» **Exercise aim**: Write out the records word for word, with no pictures.
[Start of Data records]
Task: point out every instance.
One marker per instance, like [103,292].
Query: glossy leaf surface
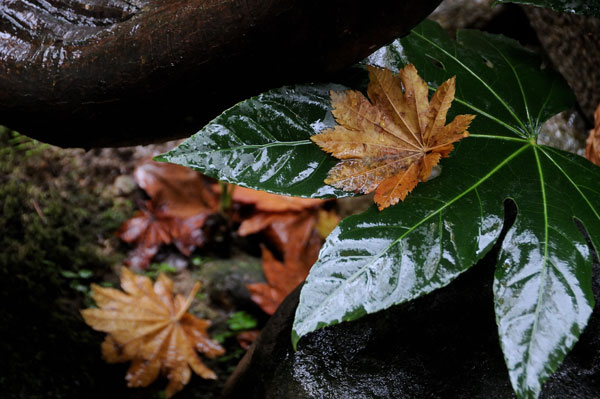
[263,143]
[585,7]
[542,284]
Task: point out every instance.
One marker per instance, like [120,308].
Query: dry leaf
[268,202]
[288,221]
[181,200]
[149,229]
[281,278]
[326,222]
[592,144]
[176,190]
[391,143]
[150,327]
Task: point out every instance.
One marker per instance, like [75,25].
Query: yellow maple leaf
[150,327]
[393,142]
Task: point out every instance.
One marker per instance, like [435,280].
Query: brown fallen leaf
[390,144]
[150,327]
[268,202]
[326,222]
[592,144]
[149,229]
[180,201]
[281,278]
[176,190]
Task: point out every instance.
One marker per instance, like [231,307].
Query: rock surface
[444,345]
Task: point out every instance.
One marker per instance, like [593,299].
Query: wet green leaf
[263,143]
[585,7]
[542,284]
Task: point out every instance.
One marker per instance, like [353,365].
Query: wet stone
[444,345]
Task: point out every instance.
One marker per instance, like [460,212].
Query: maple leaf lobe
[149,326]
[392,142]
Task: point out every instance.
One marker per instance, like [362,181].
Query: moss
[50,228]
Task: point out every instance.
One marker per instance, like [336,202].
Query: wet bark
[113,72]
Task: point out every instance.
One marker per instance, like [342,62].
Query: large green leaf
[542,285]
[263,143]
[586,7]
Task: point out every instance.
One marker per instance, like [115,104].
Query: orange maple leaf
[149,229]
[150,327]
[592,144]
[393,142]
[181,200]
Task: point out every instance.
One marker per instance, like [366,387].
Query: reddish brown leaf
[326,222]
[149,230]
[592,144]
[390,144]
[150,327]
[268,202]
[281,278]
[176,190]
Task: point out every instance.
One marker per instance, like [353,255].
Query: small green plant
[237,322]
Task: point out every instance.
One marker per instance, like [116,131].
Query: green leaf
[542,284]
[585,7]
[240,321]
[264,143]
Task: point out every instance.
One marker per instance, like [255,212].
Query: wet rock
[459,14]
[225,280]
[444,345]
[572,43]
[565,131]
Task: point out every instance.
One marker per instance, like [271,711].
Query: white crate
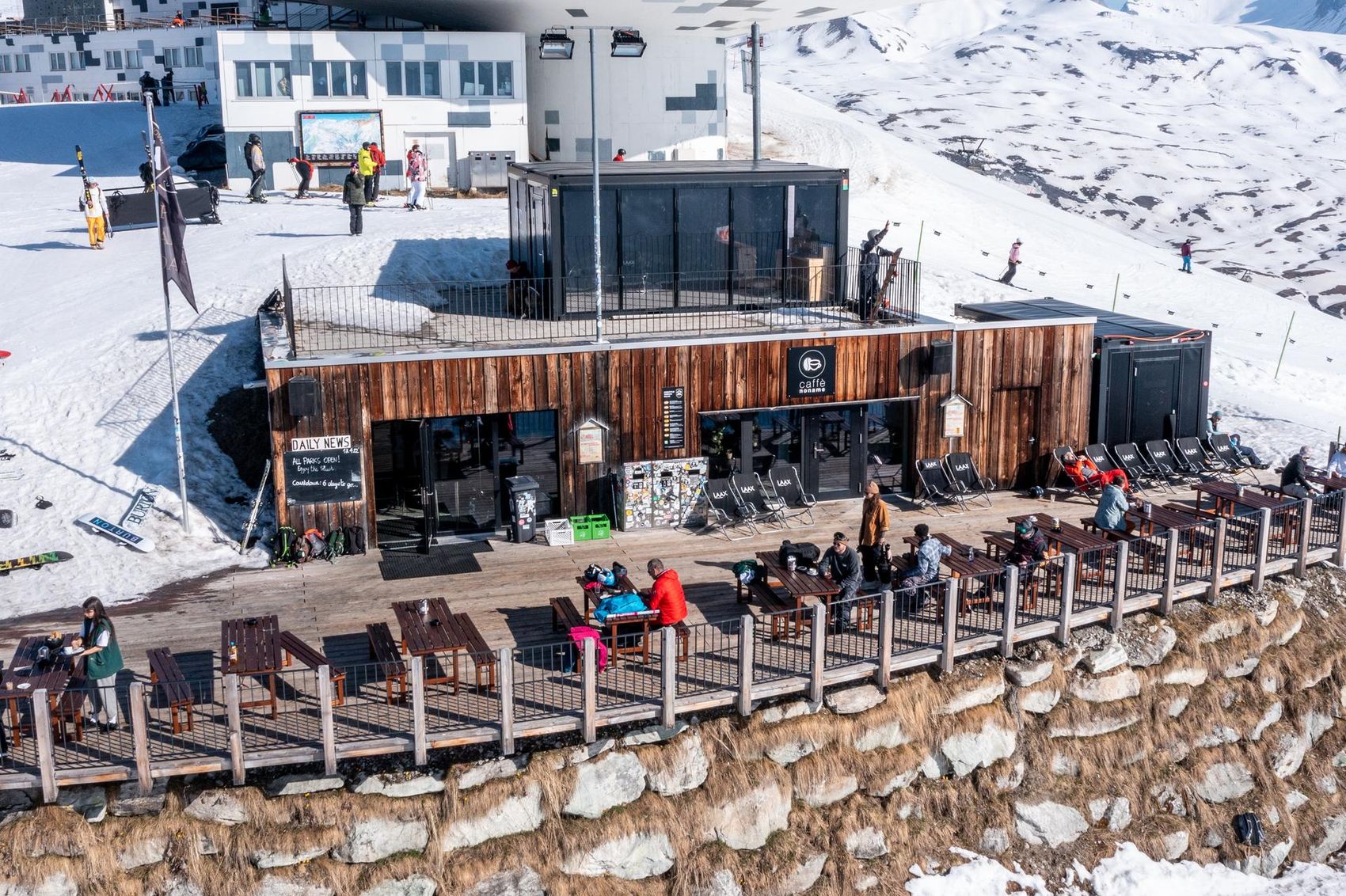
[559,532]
[End of Data records]
» **Output below**:
Task: point out every instance.
One marker per instance, like [103,292].
Query: glossy leaf surface
[263,143]
[585,7]
[542,284]
Task: point out every instance.
One marker per instance, like [120,308].
Query: dry leaf
[268,202]
[288,221]
[181,200]
[149,229]
[281,278]
[326,222]
[592,144]
[176,190]
[391,143]
[150,327]
Task: point out every instance.
One marker per instance, like [75,25].
Query: yellow maple leaf
[150,327]
[393,142]
Task: point out every instance.
One marker per instance, like [435,280].
Query: brown fallen leaf
[390,144]
[150,327]
[268,202]
[326,222]
[592,144]
[149,229]
[180,201]
[281,278]
[176,190]
Task: point out every instance.
One marker per instance, like [231,307].
Query: rock surface
[444,345]
Task: point out every instance.
One marker per instance, like [593,299].
Query: wet green leaf
[263,143]
[585,7]
[542,284]
Task: point out every instance.
One marker per instance, like [353,365].
Query: wet stone
[444,345]
Task: point out every instance.
One marker per instance, like [460,212].
Query: maple leaf lobe
[149,326]
[392,142]
Task: point out every instance.
One marker per instance, like [362,181].
Query: moss
[50,228]
Task: point out every instance.
One marker per instance, like [336,202].
Query: wet bark
[113,72]
Task: point out every instance.
One marker per instance, like [342,62].
Query: large green leaf
[542,285]
[263,143]
[586,7]
Task: point out every instance.
One marker per instance, like [115,104].
Query: orange maple leaf
[149,229]
[150,327]
[592,144]
[393,142]
[181,200]
Task: point out every instance.
One marker per instance, like [366,387].
Query: reddish brown leaf
[326,222]
[149,230]
[592,144]
[390,144]
[150,327]
[268,202]
[281,278]
[176,190]
Task: point out every instance.
One marker per instance, like [353,255].
Query: small green plant
[237,322]
Task: point out every instance.
One marker per instance, like [116,131].
Query: green leaf
[542,284]
[585,7]
[240,321]
[264,143]
Task: point out every instance.
One marker per instance, like [255,212].
Query: wet rock
[459,14]
[225,280]
[444,345]
[572,43]
[565,131]
Task: point out every instance.
One marker per instance, like [271,711].
Query: white crate
[559,532]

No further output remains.